**WORK REQUEST**:
Copy the listing exactly, leaving out every picture.

**DATA FOR THIS EXERCISE**:
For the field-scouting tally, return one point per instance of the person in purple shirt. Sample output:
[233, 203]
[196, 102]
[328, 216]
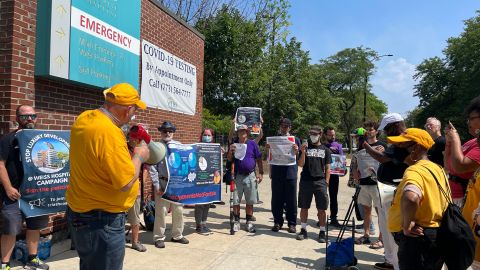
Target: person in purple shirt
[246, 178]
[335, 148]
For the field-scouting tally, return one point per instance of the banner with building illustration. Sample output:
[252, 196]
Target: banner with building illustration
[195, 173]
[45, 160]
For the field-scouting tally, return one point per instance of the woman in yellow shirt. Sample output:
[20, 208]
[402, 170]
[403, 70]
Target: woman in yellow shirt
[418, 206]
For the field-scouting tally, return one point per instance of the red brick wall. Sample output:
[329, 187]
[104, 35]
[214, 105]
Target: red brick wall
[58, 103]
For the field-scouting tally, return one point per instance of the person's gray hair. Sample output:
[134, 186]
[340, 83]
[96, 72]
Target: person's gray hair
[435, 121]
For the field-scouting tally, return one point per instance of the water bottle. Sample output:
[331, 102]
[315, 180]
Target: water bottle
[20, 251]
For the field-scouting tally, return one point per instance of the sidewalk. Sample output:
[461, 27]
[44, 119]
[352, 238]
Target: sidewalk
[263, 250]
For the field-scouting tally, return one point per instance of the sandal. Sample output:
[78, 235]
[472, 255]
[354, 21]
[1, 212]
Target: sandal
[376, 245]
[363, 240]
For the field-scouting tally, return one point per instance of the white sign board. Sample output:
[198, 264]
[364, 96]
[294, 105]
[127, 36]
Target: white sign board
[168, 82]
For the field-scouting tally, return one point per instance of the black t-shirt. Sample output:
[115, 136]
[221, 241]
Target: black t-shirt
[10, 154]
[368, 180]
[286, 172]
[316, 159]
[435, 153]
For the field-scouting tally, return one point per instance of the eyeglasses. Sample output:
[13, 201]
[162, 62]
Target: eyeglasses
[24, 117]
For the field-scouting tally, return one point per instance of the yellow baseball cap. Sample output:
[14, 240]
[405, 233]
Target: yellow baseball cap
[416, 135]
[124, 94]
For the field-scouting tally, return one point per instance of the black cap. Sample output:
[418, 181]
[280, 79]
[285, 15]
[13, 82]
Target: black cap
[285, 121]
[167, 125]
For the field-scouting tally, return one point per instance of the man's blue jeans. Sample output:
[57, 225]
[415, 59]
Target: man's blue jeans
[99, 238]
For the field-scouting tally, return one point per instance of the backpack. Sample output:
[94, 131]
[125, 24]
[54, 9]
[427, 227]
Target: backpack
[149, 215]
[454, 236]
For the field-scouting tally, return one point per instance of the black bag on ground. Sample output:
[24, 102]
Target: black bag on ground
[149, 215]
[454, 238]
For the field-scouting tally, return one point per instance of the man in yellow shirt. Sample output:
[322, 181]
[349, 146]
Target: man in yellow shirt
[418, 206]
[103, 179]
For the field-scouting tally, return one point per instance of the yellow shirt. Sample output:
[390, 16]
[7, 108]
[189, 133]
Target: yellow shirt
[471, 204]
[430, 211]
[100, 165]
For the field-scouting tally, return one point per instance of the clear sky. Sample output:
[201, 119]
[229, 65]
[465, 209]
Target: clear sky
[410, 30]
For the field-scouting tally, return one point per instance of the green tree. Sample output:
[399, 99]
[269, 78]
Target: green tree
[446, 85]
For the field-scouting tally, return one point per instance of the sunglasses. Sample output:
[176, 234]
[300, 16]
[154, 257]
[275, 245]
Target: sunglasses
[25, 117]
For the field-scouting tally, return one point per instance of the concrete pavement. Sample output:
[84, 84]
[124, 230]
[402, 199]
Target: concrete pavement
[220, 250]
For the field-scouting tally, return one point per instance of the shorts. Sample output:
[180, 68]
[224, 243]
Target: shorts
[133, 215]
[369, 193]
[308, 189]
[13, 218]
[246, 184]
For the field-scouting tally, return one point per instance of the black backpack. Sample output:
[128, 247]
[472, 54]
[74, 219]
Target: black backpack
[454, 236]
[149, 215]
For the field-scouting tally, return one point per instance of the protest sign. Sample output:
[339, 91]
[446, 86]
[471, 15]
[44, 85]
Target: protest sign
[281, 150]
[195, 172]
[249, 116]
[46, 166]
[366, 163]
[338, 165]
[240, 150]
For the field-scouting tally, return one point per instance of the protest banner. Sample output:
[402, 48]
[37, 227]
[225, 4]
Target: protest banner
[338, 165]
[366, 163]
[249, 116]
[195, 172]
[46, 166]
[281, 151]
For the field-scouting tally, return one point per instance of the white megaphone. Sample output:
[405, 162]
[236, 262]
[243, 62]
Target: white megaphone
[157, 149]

**EXPECTED ANSWER**:
For the field-scouting tally, return one point per instance of the person in purple shirt. Sample output:
[233, 203]
[196, 102]
[328, 216]
Target: person in purple shirt
[246, 178]
[335, 148]
For the field-scouting tally, return one point per instance of the banner with building illustration. Sample output:
[252, 196]
Target: banner with building illustration
[195, 173]
[45, 160]
For the field-scouting tally, return one point per instance of the woman in yellow shirt. Sample output:
[20, 208]
[402, 170]
[403, 70]
Target: woman in yellow shirt
[418, 206]
For the field-scouting tally, return one point per instance of the red brick wall. Sample output:
[329, 187]
[104, 35]
[214, 105]
Target: red brick wall
[58, 103]
For the field-scouting tally, return one point per instance of the person's gray hair. Sample output:
[134, 186]
[340, 83]
[96, 72]
Target: person's gray hair
[435, 121]
For the field-scouting tally, return one point per instance of the water bottle. Sample output:
[331, 102]
[315, 180]
Target: water bottle
[20, 251]
For the field-scouting tally, return one point per instance of the sidewalk. Sample output:
[461, 27]
[44, 119]
[352, 238]
Target: sidewalk
[263, 250]
For the field-scouting tally, return one point per instance of the sandal. Sample output:
[78, 235]
[472, 255]
[354, 21]
[1, 212]
Target: sandal
[376, 245]
[363, 240]
For the field-scouting tally, return one point per instance of the white sign board. Sample output:
[198, 264]
[364, 96]
[294, 105]
[127, 36]
Target: white sign board
[168, 82]
For the field-scouting tally, return one point per instance of the black t-shirt. Sample output:
[115, 136]
[221, 241]
Target: black t-shirt
[10, 154]
[368, 180]
[286, 172]
[316, 159]
[435, 153]
For the field-scouting tally, return one point per instance of the eyeglasses. Sample output:
[13, 201]
[162, 62]
Target: eyeglasses
[24, 117]
For the field-scouting tally, return one point per instance of the yellow baseball cap. Sample output:
[14, 240]
[405, 233]
Target: yellow baseball cap
[416, 135]
[124, 94]
For the field-scouting tally, return one point per instance of the black cap. Sample output:
[418, 181]
[280, 79]
[285, 15]
[13, 82]
Target: black cap
[285, 121]
[167, 125]
For the field-scouting tally, return one point per instance of the man's blue jeans. Sample output:
[57, 225]
[415, 59]
Target: man's blue jeans
[99, 238]
For the field-scouting tally, return one point per instance of the backpack. Sample output:
[94, 131]
[125, 24]
[54, 9]
[427, 227]
Target: backpack
[149, 215]
[454, 236]
For the field-scouting tally, return one point per instance of the black bag on ground. Sample output:
[24, 102]
Target: black bag on ground
[149, 215]
[454, 238]
For the field-scouting tally, return one point per instance of the man in yellow shirt. Sample output:
[322, 181]
[349, 146]
Target: man in yellow shirt
[418, 206]
[103, 179]
For the field-scouting tally, return one point per instance of the yellow shirt. Sample output:
[390, 16]
[7, 108]
[189, 133]
Target: yellow shirt
[471, 204]
[430, 211]
[100, 165]
For the field-scouting tally, return one point per instance of the clear sky. Sample output:
[201, 119]
[229, 65]
[465, 209]
Target: clear sky
[410, 30]
For the field-scouting tally, return one point per instance of the green tree. Sample output:
[399, 99]
[269, 78]
Target: green tree
[446, 85]
For the field-scouting tally, return one point per instance of the sunglasses. Sample output:
[176, 234]
[300, 16]
[154, 257]
[275, 245]
Target: sunglasses
[25, 117]
For the field-scouting tally, return one point per instance of the concrete pavement. Sample output:
[84, 84]
[124, 230]
[402, 199]
Target: concrete pavement
[220, 250]
For the field-scouting tally, return one point per instance of the shorts. Sample output:
[180, 68]
[224, 243]
Target: shorts
[133, 215]
[369, 193]
[308, 189]
[13, 218]
[246, 184]
For the field-scouting tally, return one point per instance of the black backpack. Sample output:
[128, 247]
[472, 54]
[74, 219]
Target: black backpack
[454, 236]
[149, 215]
For the field-scouting tally, return one point per instance of the protest sign. Sample output:
[339, 91]
[446, 86]
[471, 15]
[44, 85]
Target: protest sign
[281, 150]
[195, 172]
[249, 116]
[46, 166]
[366, 163]
[338, 165]
[240, 150]
For the field-scouting tally, return one point per instance of the protest banner. Sample output:
[402, 48]
[37, 227]
[225, 4]
Target: protest banner
[338, 165]
[366, 163]
[249, 116]
[195, 172]
[46, 166]
[281, 151]
For the field-scouting tally, return one point per instance of the white megaphone. Sample output:
[405, 162]
[236, 262]
[243, 62]
Target: white megaphone
[157, 149]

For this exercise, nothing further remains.